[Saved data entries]
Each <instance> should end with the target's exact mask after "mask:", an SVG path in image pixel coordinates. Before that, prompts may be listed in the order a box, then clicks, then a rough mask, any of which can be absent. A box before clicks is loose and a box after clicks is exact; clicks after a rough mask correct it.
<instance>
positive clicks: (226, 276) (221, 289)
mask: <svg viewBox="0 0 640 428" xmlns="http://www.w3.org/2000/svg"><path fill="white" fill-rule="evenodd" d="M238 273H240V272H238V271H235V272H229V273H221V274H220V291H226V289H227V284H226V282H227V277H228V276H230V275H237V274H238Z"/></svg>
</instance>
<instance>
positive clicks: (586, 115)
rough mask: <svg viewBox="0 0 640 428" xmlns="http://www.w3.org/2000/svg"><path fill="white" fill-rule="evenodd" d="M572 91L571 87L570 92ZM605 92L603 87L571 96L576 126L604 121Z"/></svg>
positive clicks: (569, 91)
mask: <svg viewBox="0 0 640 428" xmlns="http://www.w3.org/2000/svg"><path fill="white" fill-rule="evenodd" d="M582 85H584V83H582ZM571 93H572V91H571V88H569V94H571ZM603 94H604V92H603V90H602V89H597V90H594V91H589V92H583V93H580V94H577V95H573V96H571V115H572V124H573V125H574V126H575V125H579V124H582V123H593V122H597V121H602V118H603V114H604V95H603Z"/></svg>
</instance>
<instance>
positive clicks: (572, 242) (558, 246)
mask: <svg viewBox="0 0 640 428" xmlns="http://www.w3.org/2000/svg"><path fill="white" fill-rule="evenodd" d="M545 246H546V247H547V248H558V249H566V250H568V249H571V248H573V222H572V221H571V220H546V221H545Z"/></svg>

• _Your goal_
Reproduce all the rows above, substituting "foreground clicks" for every occurrence of "positive clicks" and leaving everything else unchanged.

• _Output_
Each <instance> should end with the target's exact mask after "mask:", an SVG path in image pixel coordinates. Before that, prompts may be listed in the order a box, then clicks, then a rough mask, any of which can be absent. A box before clicks is loose and a box after clicks is exact; clicks after a rough mask correct it.
<instance>
foreground clicks: (226, 276) (221, 289)
mask: <svg viewBox="0 0 640 428" xmlns="http://www.w3.org/2000/svg"><path fill="white" fill-rule="evenodd" d="M238 273H240V272H238V271H235V272H229V273H221V274H220V291H226V289H227V284H226V282H227V277H228V276H230V275H237V274H238Z"/></svg>
</instance>
<instance>
foreground clicks: (586, 115)
rough mask: <svg viewBox="0 0 640 428" xmlns="http://www.w3.org/2000/svg"><path fill="white" fill-rule="evenodd" d="M572 91L571 87L570 92ZM605 92L603 87L571 96L576 126L604 121Z"/></svg>
foreground clicks: (569, 91)
mask: <svg viewBox="0 0 640 428" xmlns="http://www.w3.org/2000/svg"><path fill="white" fill-rule="evenodd" d="M582 85H584V83H582ZM571 93H572V91H571V88H569V94H571ZM603 94H604V92H603V90H602V89H597V90H594V91H589V92H583V93H580V94H577V95H573V96H571V115H572V124H573V125H574V126H575V125H579V124H582V123H593V122H597V121H602V118H603V114H604V95H603Z"/></svg>
</instance>
<instance>
foreground clicks: (572, 242) (558, 246)
mask: <svg viewBox="0 0 640 428" xmlns="http://www.w3.org/2000/svg"><path fill="white" fill-rule="evenodd" d="M545 246H546V247H547V248H558V249H566V250H568V249H571V248H573V222H572V221H571V220H546V221H545Z"/></svg>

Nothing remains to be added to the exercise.